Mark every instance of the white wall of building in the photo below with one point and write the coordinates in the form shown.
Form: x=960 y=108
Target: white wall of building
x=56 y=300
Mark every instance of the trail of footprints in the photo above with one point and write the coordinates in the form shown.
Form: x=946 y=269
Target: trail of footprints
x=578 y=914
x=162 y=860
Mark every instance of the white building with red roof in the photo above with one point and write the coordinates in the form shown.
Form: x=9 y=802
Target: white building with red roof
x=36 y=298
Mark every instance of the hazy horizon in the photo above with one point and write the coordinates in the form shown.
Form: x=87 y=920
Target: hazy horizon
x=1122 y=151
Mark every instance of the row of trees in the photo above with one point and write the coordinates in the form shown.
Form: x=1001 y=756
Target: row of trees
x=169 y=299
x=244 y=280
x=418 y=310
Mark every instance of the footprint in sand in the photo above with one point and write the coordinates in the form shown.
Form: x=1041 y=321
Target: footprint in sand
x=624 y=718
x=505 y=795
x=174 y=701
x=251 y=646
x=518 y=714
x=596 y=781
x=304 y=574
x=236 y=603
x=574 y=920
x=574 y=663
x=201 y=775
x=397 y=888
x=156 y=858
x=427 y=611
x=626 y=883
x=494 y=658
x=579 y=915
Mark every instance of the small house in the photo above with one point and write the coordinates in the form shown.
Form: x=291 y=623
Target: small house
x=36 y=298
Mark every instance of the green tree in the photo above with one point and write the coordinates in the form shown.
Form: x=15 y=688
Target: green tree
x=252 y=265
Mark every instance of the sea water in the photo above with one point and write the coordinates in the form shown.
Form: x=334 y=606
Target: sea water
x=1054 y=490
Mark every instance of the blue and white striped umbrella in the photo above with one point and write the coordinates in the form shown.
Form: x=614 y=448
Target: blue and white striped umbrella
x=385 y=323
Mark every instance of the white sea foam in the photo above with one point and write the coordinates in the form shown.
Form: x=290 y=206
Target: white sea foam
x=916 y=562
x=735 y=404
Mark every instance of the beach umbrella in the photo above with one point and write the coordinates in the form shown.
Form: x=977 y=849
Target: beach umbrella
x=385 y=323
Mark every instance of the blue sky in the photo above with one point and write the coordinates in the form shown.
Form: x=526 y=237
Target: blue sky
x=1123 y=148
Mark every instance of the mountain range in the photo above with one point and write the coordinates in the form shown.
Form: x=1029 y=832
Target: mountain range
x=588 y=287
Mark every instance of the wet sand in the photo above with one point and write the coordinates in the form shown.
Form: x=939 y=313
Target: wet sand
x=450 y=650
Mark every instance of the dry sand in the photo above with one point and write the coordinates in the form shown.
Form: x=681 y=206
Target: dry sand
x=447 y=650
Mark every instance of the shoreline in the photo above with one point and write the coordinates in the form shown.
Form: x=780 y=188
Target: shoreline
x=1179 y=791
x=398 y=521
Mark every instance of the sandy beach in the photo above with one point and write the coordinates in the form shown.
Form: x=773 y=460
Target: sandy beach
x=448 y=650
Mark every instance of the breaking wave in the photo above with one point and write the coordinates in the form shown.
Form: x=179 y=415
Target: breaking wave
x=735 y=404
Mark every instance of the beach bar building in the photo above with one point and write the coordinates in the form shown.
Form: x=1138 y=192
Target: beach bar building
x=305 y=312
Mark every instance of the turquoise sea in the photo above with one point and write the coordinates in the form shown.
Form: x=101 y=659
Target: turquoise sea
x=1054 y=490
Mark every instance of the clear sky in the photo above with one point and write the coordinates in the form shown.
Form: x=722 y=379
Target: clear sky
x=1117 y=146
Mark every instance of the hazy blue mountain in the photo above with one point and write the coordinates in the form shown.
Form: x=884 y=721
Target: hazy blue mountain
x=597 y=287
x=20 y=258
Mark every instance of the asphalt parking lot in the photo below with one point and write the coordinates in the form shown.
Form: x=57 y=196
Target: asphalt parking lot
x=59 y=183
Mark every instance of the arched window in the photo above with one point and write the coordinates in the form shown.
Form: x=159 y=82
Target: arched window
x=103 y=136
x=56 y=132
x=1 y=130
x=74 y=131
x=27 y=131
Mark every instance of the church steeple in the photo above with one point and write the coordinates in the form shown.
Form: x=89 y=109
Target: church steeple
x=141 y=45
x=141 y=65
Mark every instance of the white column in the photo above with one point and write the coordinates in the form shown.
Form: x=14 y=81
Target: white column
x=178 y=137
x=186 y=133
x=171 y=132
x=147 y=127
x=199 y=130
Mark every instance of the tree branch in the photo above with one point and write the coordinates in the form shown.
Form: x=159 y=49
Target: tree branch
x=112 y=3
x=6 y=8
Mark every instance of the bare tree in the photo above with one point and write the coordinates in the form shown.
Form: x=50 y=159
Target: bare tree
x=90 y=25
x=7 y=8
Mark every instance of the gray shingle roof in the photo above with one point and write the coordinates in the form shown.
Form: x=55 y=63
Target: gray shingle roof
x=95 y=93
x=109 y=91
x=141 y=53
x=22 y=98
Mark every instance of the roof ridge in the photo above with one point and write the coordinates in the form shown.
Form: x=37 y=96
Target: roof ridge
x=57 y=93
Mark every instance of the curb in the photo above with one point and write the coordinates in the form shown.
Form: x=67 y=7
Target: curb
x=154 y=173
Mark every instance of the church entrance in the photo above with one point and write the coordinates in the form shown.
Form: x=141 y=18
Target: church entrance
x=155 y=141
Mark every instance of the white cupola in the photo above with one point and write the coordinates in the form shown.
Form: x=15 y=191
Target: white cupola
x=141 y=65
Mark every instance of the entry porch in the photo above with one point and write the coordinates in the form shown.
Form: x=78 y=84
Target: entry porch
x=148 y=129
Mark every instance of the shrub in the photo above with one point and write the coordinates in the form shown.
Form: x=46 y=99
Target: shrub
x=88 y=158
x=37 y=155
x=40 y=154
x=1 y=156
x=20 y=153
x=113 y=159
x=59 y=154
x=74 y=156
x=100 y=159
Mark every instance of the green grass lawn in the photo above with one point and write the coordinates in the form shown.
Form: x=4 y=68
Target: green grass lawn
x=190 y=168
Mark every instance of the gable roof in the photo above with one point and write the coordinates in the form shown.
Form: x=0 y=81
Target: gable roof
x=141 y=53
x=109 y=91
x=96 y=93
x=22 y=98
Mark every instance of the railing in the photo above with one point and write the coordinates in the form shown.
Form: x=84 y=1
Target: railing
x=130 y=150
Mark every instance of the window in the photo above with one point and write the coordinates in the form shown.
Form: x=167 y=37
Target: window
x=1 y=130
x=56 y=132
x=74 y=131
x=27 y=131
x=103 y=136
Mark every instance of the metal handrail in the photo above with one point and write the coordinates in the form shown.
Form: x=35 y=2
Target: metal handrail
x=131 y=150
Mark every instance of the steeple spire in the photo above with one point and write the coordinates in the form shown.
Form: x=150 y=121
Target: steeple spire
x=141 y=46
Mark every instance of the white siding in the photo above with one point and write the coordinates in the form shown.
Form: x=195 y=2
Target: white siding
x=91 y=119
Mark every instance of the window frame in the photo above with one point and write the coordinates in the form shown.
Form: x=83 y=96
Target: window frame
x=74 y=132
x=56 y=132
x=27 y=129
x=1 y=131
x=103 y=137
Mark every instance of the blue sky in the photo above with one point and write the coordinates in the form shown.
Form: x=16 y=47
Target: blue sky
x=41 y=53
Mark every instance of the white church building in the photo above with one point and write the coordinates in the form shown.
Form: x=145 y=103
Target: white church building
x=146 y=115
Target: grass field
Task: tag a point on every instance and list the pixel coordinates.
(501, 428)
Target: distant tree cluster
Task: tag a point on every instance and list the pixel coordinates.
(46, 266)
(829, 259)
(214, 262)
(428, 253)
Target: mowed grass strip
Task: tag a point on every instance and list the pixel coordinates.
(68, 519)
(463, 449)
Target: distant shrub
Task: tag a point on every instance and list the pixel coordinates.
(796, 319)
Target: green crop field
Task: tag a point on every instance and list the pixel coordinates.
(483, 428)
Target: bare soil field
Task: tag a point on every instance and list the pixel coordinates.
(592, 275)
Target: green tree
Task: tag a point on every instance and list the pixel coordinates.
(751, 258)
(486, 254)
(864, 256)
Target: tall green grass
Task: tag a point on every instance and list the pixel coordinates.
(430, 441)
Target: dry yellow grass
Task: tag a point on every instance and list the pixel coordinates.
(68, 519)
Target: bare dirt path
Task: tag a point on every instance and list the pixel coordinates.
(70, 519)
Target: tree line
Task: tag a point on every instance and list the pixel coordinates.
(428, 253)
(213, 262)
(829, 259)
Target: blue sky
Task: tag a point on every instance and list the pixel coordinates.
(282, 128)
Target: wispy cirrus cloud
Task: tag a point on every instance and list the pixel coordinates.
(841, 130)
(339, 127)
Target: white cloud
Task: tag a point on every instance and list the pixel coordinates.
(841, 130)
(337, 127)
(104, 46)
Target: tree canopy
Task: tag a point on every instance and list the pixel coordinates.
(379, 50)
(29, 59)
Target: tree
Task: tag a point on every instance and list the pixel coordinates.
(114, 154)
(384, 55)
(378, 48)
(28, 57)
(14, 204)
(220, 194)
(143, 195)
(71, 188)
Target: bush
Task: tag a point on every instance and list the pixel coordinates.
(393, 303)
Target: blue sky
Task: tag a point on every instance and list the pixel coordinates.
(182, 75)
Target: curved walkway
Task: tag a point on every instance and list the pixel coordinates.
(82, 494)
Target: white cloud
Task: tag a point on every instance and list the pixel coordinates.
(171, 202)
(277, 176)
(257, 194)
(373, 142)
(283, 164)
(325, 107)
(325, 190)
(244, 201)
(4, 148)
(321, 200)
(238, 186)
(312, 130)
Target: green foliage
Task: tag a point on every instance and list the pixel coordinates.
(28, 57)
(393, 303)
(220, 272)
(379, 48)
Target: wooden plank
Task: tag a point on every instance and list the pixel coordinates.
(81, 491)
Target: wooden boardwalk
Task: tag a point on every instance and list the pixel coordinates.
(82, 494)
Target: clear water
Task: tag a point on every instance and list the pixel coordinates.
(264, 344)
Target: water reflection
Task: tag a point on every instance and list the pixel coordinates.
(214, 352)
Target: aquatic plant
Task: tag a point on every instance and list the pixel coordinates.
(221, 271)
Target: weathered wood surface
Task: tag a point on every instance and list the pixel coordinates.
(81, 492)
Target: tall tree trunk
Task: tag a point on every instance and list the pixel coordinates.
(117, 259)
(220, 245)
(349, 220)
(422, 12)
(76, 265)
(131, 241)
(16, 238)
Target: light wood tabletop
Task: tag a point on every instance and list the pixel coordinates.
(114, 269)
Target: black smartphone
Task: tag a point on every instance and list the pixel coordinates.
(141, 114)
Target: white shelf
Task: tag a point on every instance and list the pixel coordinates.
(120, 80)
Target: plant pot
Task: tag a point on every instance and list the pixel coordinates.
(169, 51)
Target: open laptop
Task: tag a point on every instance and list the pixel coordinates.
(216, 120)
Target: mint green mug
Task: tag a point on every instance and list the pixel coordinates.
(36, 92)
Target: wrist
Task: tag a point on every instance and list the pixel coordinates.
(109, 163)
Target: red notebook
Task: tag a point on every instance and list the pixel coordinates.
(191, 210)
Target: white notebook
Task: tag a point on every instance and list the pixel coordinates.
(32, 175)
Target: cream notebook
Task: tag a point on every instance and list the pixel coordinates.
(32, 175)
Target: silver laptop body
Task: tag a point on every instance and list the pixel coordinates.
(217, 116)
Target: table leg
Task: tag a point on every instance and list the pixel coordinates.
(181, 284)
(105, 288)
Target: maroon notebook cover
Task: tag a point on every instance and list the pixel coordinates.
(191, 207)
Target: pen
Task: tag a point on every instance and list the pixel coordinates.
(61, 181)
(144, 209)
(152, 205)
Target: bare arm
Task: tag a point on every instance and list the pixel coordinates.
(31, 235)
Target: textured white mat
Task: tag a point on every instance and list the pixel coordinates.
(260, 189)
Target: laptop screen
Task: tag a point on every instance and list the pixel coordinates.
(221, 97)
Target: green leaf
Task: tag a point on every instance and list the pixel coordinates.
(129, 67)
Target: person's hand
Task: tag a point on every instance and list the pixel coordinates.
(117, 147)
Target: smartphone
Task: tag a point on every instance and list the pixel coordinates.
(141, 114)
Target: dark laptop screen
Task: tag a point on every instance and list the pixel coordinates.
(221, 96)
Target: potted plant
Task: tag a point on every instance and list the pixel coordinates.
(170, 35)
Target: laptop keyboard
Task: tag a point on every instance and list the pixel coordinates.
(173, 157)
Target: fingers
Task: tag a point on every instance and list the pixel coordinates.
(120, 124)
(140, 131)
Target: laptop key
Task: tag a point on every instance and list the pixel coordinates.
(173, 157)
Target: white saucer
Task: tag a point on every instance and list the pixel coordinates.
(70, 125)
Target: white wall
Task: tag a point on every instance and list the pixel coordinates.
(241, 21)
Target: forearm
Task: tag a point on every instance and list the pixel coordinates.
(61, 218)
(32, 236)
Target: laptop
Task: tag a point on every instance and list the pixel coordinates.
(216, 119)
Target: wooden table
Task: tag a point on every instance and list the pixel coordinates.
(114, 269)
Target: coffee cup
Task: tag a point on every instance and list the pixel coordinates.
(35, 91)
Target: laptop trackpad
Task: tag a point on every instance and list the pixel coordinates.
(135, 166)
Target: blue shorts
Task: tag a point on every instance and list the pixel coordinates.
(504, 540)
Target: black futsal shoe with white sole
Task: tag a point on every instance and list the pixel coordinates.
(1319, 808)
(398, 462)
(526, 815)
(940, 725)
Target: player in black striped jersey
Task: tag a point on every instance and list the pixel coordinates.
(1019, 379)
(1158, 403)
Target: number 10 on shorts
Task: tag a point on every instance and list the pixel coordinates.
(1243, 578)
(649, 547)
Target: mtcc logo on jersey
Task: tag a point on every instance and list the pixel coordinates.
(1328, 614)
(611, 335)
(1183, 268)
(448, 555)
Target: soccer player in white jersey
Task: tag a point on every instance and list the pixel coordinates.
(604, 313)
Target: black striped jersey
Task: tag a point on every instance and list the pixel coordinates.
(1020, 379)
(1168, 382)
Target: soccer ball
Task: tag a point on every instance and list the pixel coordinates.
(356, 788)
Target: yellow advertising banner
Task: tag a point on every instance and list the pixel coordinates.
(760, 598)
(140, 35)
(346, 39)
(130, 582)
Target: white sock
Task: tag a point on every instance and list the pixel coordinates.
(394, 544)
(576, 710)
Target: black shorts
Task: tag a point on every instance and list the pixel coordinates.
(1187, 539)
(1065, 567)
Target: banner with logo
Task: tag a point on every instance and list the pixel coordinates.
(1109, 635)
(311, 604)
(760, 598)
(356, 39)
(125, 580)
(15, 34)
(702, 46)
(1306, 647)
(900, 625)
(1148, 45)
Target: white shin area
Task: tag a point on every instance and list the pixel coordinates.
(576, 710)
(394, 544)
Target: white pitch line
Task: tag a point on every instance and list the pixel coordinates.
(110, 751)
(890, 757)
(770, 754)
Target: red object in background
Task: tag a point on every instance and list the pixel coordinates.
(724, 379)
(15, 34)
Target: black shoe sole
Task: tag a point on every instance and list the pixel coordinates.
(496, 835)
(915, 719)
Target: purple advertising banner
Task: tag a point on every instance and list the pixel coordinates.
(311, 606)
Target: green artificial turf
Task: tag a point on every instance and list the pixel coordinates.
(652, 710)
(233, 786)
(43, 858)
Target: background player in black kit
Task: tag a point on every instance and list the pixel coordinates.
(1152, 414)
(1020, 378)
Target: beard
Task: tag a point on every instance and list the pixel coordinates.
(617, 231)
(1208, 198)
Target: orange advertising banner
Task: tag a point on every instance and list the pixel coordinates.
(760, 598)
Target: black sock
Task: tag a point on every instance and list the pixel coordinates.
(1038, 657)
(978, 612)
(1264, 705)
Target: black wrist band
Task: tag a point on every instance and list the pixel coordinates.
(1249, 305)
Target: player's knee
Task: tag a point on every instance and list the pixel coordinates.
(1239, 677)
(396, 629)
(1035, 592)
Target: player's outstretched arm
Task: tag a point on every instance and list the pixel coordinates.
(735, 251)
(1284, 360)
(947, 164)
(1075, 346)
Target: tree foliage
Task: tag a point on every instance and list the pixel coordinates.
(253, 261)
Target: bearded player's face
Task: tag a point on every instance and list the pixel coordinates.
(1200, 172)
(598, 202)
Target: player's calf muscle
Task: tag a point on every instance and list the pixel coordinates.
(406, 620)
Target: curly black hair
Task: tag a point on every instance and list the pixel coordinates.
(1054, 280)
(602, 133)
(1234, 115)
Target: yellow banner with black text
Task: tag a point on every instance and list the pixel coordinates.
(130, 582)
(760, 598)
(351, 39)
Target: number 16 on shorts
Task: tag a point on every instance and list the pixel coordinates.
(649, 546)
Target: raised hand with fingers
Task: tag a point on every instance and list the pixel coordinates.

_ _ _ _ _

### [OBJECTIVE]
Starting at the line that has "Mark every instance of the white cupola" and stopping after the line that has "x=148 y=129", reproduce only that stretch of the data, requests included, scaling every coordinate in the answers by 0.95 and rounding to whole numbers, halves up. Leave the numbers in the requests and their format samples unchanged.

### [WORKED ANSWER]
Mark every instance of the white cupola in the photo above with one point and write the coordinates in the form shown.
Form: x=15 y=191
Target: white cupola
x=134 y=62
Mark every instance of the entry porch in the photo above with one point and write the coordinates in the form shown.
Form: x=78 y=84
Target: entry porch
x=141 y=123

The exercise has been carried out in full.